== SOURCE ==
***
# pb de clavier



## mauizu (3 Avril 2010)

Bonjour, je ne sais pas ce que j'ai trafiqué mais je n'arrive plus à faire l'arobase,quand je fait "altgr" et le signe arobase ça me fait ça ø

---------- Nouveau message ajouté à 19h44 ---------- Le message précédent a été envoyé à 19h43 ----------

et dans le pavé numérique,le point fait une virgule=et le point d'exclamation,ça=


----------



## mauizu (4 Avril 2010)

Rebonjour, personne ne verrait une solution à mon problème?


----------



## houlala63 (4 Avril 2010)

Bonjour !

Essayez cette manip'
Préférences systèmes -> Langue et texte ->Onglet Méthode de saisie 

(_Par hasard ce ne serait pas la case suisse roman/belge ou canadien qui serait coché ?_)
***
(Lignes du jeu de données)
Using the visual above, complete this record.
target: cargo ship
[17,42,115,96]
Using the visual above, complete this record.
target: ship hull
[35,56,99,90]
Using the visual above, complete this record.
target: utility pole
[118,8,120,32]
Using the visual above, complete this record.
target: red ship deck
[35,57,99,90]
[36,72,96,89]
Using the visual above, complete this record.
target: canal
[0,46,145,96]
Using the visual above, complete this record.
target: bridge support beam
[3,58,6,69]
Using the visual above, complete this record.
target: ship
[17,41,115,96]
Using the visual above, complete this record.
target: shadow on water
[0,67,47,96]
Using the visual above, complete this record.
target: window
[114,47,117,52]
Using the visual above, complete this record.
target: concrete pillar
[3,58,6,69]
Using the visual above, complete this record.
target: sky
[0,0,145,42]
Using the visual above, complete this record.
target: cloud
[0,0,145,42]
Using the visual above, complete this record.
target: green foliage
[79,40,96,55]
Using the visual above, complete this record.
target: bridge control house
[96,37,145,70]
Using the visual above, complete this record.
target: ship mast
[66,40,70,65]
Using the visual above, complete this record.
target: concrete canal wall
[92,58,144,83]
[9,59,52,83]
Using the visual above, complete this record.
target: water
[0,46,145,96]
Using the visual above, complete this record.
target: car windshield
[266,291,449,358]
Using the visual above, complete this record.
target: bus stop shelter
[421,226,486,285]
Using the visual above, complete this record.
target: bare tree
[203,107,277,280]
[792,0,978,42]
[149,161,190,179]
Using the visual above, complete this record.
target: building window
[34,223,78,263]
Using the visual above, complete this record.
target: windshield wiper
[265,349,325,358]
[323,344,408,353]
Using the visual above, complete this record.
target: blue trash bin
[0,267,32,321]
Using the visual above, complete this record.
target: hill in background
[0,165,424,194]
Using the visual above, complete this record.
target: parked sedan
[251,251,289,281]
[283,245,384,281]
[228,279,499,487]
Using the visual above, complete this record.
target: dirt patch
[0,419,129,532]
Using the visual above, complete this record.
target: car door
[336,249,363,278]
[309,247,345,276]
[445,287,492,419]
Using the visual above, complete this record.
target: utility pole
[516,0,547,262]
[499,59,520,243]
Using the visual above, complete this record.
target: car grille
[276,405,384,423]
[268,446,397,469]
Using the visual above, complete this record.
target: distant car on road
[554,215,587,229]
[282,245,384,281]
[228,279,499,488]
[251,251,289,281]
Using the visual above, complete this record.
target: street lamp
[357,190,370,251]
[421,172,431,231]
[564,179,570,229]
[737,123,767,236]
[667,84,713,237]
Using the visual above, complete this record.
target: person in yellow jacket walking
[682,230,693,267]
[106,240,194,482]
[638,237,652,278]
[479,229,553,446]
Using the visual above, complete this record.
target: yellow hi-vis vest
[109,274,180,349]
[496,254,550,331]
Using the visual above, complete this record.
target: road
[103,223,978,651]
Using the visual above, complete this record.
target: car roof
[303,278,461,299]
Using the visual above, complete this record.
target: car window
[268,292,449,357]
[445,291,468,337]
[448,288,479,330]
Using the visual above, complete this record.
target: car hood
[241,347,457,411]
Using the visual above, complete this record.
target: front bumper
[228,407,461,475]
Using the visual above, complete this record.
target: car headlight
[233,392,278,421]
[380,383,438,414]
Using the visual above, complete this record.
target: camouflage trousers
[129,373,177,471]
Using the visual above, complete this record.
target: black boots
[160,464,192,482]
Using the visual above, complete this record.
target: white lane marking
***
== TRAVAIL DEMANDÉ ==
[a] Répondez aux questions suivantes d'après la discussion sur le problème de clavier :
(i) Quel caractère s'affiche lorsque mauizu tape « altgr » et le signe arobase ?
(ii) D'après le message ajouté à 19h44, que produit le point du pavé numérique ?
(iii) Dans « Langue et texte », quel onglet houlala63 indique-t-il d'ouvrir ?
[b] Poursuivez la discussion sur le problème de clavier après son dernier message.

== CORRIGÉS ==
[a]
(i) Le caractère ø.
(ii) Une virgule.
(iii) L'onglet Méthode de saisie.

[b]
Si c'est bien cela décochez cette case 
veillez à ce que Français numérique soit bien coché et tout rentrera dans l'ordre.


----------



## PA5CAL (4 Avril 2010)

Bonsoir



Il n'y a pas de touche "AltGr" sur les Macs. Le "point" du pavé numérique donne normalement une virgule, et le caractère ø est sur la touche utilisée pour le @ sur les clavier de PC (AZERTY français)...

Alors, peut-être pourrais-tu préciser quel clavier tu utilises.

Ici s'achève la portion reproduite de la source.